Look through the lines below, find those with the word "rubber", and copy them.

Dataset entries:
────────
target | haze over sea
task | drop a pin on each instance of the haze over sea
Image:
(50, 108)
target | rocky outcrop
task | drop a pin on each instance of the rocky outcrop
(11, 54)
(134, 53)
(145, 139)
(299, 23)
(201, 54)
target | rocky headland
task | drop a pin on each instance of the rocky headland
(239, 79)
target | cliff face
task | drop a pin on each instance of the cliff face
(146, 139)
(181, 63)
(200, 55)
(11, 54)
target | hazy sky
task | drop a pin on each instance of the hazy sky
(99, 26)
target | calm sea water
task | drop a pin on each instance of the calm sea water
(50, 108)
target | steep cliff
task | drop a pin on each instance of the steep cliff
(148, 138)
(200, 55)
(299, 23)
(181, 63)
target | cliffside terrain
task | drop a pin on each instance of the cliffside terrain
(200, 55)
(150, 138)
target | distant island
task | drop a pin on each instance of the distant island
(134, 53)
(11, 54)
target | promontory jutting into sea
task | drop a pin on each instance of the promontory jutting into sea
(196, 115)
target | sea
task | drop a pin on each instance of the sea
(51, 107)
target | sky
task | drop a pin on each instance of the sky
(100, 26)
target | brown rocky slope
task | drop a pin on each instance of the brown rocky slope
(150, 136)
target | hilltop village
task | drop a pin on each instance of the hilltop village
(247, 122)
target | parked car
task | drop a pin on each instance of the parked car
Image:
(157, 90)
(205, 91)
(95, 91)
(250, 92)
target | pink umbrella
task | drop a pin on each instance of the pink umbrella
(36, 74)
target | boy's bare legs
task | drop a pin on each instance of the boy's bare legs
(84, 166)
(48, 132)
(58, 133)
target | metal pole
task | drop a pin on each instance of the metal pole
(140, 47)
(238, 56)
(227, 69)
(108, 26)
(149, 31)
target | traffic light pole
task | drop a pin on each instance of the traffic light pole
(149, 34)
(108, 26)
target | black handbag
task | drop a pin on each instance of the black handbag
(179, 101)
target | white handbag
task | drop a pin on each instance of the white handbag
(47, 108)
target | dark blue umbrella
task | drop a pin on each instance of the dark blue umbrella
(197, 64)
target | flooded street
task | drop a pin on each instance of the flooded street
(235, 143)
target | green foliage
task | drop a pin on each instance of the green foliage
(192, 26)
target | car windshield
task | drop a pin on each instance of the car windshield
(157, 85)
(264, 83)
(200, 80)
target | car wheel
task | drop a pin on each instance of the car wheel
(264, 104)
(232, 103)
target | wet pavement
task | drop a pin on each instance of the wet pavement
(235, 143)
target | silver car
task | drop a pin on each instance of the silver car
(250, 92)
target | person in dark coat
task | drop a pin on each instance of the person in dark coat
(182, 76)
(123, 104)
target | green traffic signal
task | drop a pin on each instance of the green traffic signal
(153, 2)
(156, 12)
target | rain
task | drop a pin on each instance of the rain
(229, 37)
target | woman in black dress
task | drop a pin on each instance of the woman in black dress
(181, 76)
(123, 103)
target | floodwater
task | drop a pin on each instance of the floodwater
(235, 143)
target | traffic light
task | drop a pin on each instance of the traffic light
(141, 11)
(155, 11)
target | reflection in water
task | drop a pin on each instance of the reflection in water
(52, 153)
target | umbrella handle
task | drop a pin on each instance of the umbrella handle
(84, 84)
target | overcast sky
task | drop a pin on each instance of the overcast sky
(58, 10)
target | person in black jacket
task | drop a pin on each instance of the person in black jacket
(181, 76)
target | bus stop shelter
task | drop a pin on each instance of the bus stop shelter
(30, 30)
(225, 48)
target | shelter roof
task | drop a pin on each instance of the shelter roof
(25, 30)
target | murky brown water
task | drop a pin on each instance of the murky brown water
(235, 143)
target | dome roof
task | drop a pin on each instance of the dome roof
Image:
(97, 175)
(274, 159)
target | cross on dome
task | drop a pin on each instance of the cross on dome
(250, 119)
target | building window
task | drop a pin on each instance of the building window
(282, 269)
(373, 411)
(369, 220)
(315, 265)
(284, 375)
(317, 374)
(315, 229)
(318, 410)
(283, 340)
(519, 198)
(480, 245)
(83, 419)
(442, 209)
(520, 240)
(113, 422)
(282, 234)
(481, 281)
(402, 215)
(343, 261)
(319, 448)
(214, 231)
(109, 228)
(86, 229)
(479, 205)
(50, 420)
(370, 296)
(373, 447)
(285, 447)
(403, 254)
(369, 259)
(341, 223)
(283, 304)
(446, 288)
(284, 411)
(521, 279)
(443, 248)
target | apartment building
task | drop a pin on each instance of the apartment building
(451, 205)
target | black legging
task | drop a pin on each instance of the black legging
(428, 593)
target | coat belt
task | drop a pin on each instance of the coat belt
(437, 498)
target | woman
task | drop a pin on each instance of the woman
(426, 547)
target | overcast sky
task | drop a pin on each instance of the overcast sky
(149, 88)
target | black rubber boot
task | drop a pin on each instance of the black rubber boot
────────
Answer box
target | black rubber boot
task | drop a pin on each instance of the black rubber boot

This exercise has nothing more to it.